### Problem statement:
Retype the data that follows with no alterations, please.

[Referring expression pointing data]
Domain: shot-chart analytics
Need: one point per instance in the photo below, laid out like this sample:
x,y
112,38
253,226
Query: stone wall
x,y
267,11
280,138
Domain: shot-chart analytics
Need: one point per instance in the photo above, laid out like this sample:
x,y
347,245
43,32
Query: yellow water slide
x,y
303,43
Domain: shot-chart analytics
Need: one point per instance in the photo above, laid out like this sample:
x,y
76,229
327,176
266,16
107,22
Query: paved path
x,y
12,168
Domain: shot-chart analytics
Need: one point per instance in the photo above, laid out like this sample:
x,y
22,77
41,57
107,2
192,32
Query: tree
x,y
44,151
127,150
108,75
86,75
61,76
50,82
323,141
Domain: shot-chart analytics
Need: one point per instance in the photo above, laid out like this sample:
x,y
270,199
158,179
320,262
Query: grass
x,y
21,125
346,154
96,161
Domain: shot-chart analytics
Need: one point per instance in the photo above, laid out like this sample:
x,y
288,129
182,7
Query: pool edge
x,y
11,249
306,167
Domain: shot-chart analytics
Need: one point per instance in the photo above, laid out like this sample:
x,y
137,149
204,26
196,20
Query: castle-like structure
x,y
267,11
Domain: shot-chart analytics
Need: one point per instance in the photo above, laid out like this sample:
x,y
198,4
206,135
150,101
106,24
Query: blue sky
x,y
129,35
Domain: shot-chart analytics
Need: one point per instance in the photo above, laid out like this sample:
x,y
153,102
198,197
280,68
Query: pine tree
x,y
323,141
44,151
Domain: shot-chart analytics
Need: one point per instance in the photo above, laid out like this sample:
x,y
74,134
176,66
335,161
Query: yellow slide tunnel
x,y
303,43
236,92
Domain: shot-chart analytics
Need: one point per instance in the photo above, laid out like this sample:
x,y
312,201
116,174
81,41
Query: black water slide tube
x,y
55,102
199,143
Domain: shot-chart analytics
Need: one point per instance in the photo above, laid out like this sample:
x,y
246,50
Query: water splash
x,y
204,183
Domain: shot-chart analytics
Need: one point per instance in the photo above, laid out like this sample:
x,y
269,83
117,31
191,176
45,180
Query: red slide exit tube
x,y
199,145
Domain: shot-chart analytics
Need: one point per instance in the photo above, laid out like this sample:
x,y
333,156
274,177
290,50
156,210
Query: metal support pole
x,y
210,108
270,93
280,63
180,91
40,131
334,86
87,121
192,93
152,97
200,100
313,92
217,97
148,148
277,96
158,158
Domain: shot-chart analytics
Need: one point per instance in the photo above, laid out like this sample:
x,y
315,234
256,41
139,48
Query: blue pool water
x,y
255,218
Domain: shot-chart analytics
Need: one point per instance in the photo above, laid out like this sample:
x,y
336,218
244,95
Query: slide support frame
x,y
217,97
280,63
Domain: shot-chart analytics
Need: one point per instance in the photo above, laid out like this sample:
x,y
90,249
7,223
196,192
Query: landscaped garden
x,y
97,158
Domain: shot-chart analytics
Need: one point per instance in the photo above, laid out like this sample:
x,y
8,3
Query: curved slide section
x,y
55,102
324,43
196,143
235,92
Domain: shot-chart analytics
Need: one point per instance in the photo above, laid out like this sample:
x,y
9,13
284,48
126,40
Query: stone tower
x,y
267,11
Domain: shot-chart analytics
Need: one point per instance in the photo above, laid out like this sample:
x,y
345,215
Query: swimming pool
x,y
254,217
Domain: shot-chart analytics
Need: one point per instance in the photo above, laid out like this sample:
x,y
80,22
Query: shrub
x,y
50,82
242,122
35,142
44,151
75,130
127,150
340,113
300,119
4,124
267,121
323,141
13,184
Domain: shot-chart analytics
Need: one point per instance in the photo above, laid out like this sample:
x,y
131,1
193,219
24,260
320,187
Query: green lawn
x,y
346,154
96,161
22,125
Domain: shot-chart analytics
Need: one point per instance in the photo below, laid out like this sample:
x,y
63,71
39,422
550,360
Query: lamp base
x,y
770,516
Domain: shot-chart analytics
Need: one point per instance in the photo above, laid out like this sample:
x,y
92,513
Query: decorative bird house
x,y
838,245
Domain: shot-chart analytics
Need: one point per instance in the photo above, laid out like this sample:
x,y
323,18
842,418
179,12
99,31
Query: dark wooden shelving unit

### Solution to the exercise:
Domain: shot-chart analytics
Need: one point per instance in the photo below, laid out like this sample:
x,y
112,38
253,226
Query: stone wall
x,y
267,11
280,138
Domain: shot-chart analytics
Need: one point per instance in the photo above, laid out like this sample:
x,y
347,245
43,32
Query: yellow water slide
x,y
303,43
Domain: shot-chart analytics
Need: one point per instance in the photo above, laid out like this sample:
x,y
76,229
327,176
266,16
107,22
Query: paved path
x,y
12,168
Domain: shot-chart analytics
Need: one point per instance in the photo above, laid out like this sample:
x,y
22,77
41,57
107,2
192,32
Query: tree
x,y
44,151
127,150
108,75
86,75
61,76
50,82
323,141
Domain: shot-chart analytics
Need: one point per instance in the photo above, laid out like this sample:
x,y
270,199
158,179
320,262
Query: grass
x,y
21,125
346,154
96,161
Domain: shot-chart analytics
Need: one point per instance in the photo above, laid out like this sample:
x,y
288,129
182,7
Query: pool edge
x,y
11,249
306,167
Domain: shot-chart analytics
Need: one point per instance in the photo above, laid out like this sample:
x,y
137,149
204,26
196,20
Query: castle-like structure
x,y
267,11
Domain: shot-chart analytics
Need: one point per instance in the photo above, laid out like this sample:
x,y
198,4
206,135
150,101
106,24
Query: blue sky
x,y
129,35
Domain: shot-chart analytics
Need: one point per instance in the photo above, laid out like this sample:
x,y
153,102
198,197
280,68
Query: pine tree
x,y
323,141
44,151
Domain: shot-chart analytics
Need: one point per instance in the photo above, laid out like this sample:
x,y
74,134
176,66
335,161
Query: yellow slide tunnel
x,y
303,43
236,92
Domain: shot-chart analytics
Need: one point per instance in the photo above, laid out like this sample:
x,y
312,201
116,174
81,41
Query: black water slide tube
x,y
55,102
199,143
Domain: shot-chart analytics
Need: one point per instance in the photo above, laid out like this sample:
x,y
246,50
Query: water splash
x,y
204,183
Domain: shot-chart analytics
Need: one point per instance in the photo above, laid out like this sample:
x,y
269,83
117,31
191,176
45,180
Query: red slide exit tube
x,y
199,145
Domain: shot-chart analytics
Need: one point per instance in the photo above, laid out like this sample:
x,y
333,156
274,177
290,50
156,210
Query: metal support pole
x,y
210,108
270,93
280,63
180,91
40,131
334,86
87,121
192,93
152,97
200,100
313,92
217,97
148,148
277,96
158,158
Domain: shot-chart analytics
Need: one point per instance in the photo above, laid out like this sample:
x,y
315,234
256,41
139,48
Query: blue pool water
x,y
255,218
Domain: shot-chart analytics
Need: one point per instance in the photo above, laid out like this sample:
x,y
336,218
244,95
Query: slide support frame
x,y
217,97
280,63
Domain: shot-chart analytics
Need: one point per instance in the photo above, laid out like this sample:
x,y
90,249
7,223
196,192
Query: landscaped garden
x,y
97,158
Domain: shot-chart analytics
Need: one point per instance in the photo above, laid out like this sample:
x,y
8,3
Query: curved slide section
x,y
55,102
324,43
196,143
235,92
Domain: shot-chart analytics
Need: one point per instance in the photo above, laid out like this sample:
x,y
9,13
284,48
126,40
Query: stone tower
x,y
267,11
Domain: shot-chart analytics
Need: one point per instance in the photo above, laid out like this sample:
x,y
345,215
Query: swimming pool
x,y
254,217
Domain: shot-chart analytics
Need: one point per instance in the photo above, laid out like this sample:
x,y
80,22
Query: shrub
x,y
50,82
242,122
35,142
44,151
75,130
127,150
340,113
300,119
4,124
267,121
323,141
13,184
Domain: shot-chart analytics
Need: one point per instance in the photo above, laid out like this sample:
x,y
131,1
193,219
24,260
320,187
Query: green lawn
x,y
346,154
96,161
22,125
Domain: shot-chart analytics
Need: one point per instance in the photo below, laid out like this sample:
x,y
63,71
39,422
550,360
Query: lamp base
x,y
770,516
Domain: shot-chart analytics
Need: one point per instance in the photo above, laid out like this sample:
x,y
92,513
Query: decorative bird house
x,y
838,245
Domain: shot-chart analytics
Need: one point per instance in the photo above, laid out like this sample:
x,y
323,18
842,418
179,12
99,31
Query: dark wooden shelving unit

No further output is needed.